• _RECORDS TO USE_
◆ ◆ ◆ ◆ ◆ ◆ ◆

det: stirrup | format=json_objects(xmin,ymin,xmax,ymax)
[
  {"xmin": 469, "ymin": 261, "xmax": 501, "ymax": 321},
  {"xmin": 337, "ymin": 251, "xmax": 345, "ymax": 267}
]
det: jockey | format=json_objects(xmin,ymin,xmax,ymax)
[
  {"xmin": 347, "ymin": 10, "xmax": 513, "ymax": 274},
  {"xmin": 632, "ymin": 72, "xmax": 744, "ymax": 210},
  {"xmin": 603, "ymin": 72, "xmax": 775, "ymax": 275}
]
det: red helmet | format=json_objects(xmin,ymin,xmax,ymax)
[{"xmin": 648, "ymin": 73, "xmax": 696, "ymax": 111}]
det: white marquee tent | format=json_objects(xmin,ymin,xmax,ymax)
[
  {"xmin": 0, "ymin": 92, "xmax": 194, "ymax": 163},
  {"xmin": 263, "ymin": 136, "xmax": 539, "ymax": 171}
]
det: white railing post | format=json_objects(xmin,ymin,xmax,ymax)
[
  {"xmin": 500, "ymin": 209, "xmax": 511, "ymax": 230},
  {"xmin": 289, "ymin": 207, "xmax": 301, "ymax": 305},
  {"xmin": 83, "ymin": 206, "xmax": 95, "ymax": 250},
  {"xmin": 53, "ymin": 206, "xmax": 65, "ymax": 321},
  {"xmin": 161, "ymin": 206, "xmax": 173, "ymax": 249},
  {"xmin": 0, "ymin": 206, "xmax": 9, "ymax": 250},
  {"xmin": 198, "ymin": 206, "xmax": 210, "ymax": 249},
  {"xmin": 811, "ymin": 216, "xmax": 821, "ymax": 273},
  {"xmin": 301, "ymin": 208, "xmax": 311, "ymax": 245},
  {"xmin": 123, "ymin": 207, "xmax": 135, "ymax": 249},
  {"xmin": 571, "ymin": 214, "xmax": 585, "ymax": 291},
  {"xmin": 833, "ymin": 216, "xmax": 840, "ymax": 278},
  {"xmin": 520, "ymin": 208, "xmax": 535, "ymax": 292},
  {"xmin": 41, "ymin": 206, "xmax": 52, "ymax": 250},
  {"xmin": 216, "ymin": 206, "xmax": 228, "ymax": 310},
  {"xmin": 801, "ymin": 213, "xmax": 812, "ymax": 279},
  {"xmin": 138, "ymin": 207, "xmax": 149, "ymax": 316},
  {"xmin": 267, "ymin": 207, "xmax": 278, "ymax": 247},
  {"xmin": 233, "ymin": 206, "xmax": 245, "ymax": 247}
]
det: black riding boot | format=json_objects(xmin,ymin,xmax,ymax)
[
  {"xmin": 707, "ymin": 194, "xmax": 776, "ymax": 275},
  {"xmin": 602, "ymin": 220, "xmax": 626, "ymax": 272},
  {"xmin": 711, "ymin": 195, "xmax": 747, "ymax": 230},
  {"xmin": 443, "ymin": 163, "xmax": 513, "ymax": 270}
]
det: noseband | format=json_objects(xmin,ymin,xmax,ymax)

◆ ◆ ◆ ◆ ◆ ◆ ◆

• _ACTION ITEM_
Nothing is to be altered; retype each entry exactly.

• _TASK OUTPUT_
det: stirrup | format=json_objects(xmin,ymin,xmax,ymax)
[
  {"xmin": 469, "ymin": 261, "xmax": 501, "ymax": 321},
  {"xmin": 337, "ymin": 251, "xmax": 345, "ymax": 267}
]
det: jockey | format=json_objects(xmin,ymin,xmax,ymax)
[
  {"xmin": 347, "ymin": 10, "xmax": 513, "ymax": 274},
  {"xmin": 632, "ymin": 72, "xmax": 744, "ymax": 210},
  {"xmin": 603, "ymin": 72, "xmax": 775, "ymax": 275}
]
det: red helmet | format=json_objects(xmin,ymin,xmax,ymax)
[{"xmin": 648, "ymin": 73, "xmax": 696, "ymax": 111}]
det: white marquee tent | format=json_objects(xmin,ymin,xmax,ymax)
[
  {"xmin": 0, "ymin": 92, "xmax": 194, "ymax": 163},
  {"xmin": 263, "ymin": 136, "xmax": 539, "ymax": 171}
]
det: white railing post | format=json_objects(xmin,ymin,xmax,ymax)
[
  {"xmin": 500, "ymin": 209, "xmax": 511, "ymax": 230},
  {"xmin": 289, "ymin": 207, "xmax": 301, "ymax": 305},
  {"xmin": 83, "ymin": 206, "xmax": 95, "ymax": 250},
  {"xmin": 53, "ymin": 206, "xmax": 65, "ymax": 321},
  {"xmin": 161, "ymin": 206, "xmax": 173, "ymax": 249},
  {"xmin": 0, "ymin": 206, "xmax": 9, "ymax": 250},
  {"xmin": 198, "ymin": 206, "xmax": 210, "ymax": 249},
  {"xmin": 811, "ymin": 216, "xmax": 821, "ymax": 273},
  {"xmin": 301, "ymin": 208, "xmax": 311, "ymax": 245},
  {"xmin": 123, "ymin": 207, "xmax": 135, "ymax": 249},
  {"xmin": 571, "ymin": 214, "xmax": 585, "ymax": 291},
  {"xmin": 833, "ymin": 216, "xmax": 840, "ymax": 278},
  {"xmin": 520, "ymin": 208, "xmax": 535, "ymax": 292},
  {"xmin": 41, "ymin": 206, "xmax": 52, "ymax": 250},
  {"xmin": 216, "ymin": 206, "xmax": 228, "ymax": 310},
  {"xmin": 801, "ymin": 213, "xmax": 812, "ymax": 279},
  {"xmin": 138, "ymin": 207, "xmax": 149, "ymax": 316},
  {"xmin": 267, "ymin": 207, "xmax": 278, "ymax": 247},
  {"xmin": 233, "ymin": 206, "xmax": 245, "ymax": 247}
]
det: black riding boot | format=json_objects(xmin,ymin,xmax,ymax)
[
  {"xmin": 707, "ymin": 194, "xmax": 776, "ymax": 275},
  {"xmin": 602, "ymin": 220, "xmax": 626, "ymax": 272},
  {"xmin": 711, "ymin": 195, "xmax": 747, "ymax": 230},
  {"xmin": 443, "ymin": 163, "xmax": 513, "ymax": 270}
]
det: noseband | format=json_objects(xmin,ymin,xmax,ymax)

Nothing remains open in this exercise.